— START Supplied passage —

# Sticky  Great Knot site



## DaleM

Here's a good site for knots from one of our members. I'll make it a sticky for all to use. 

http://www.animatedknots.com/indexfishing.php


----------



## ezbite

now i see why my attempt at the surgeons knot never held.. its in the wraps..in the wraps..thanks dale.


----------



## Samjw08

Nice site very helpful i can see some of my knots needed help too lol Thanks


----------



## neocats1

Thanks, good information.


----------



## y-town

Anybody ever use the knot tying tools or have any recomendations on them, was thinking of buying one for when it is very cold out. Here is one but there are several others if you do a google search.

http://www.knottying.com/Knot+Tying+Tools/The+Fishermans+Knot+Tying+Tool


----------



## knightwinder

That is the best knot site I have seen yet! thanks dale.


----------



## Bluefinn

Cool website.Anybody use them little wire things called no-knots.I still have some on my trolling rods with fireline.They hold up pretty good.

— END Supplied passage —
— START Provided records —

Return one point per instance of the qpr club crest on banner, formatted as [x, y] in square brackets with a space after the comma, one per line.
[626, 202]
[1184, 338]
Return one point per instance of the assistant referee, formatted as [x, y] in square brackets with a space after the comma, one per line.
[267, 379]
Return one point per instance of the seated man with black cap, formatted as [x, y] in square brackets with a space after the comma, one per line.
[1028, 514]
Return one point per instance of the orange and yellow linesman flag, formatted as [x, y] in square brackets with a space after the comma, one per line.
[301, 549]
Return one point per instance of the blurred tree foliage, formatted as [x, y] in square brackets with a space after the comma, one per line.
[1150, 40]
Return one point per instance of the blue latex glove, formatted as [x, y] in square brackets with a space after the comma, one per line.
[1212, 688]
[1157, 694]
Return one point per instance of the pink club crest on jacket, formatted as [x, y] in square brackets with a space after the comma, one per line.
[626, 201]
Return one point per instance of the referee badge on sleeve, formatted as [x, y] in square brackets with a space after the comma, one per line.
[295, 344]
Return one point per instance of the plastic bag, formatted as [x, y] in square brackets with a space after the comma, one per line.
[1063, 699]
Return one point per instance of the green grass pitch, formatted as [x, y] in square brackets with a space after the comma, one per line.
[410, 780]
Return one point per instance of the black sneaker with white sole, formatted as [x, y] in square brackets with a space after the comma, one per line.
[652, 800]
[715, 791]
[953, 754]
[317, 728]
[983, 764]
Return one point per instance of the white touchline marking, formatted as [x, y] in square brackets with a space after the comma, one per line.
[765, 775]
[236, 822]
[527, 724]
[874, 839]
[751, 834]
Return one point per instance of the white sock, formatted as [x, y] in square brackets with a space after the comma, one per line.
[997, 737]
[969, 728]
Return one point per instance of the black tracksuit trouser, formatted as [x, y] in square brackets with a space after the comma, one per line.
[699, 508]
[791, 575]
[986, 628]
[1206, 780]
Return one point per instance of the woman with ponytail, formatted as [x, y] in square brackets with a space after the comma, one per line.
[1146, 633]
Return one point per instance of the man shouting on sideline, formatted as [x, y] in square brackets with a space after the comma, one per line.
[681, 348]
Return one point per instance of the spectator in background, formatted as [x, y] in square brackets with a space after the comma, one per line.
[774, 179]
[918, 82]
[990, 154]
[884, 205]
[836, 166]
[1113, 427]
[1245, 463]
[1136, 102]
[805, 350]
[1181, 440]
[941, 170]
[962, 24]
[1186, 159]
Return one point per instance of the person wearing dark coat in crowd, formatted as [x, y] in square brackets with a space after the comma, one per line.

— END Provided records —

Tasks:
**A.** Copy the knot thread word for word from "Anybody ever use" to "a google search.".
**B.** In the knot thread, on what does Bluefinn still have the wire no-knots?
**C.** According to the knot thread, why did ezbite's attempts at the surgeon's knot never hold?
The items aren't needed here.

Expected answers:
**A.**
Anybody ever use the knot tying tools or have any recomendations on them, was thinking of buying one for when it is very cold out. Here is one but there are several others if you do a google search.

**B.** On trolling rods with fireline.

**C.** Ezbite realized after seeing the site that the problem was in the wraps.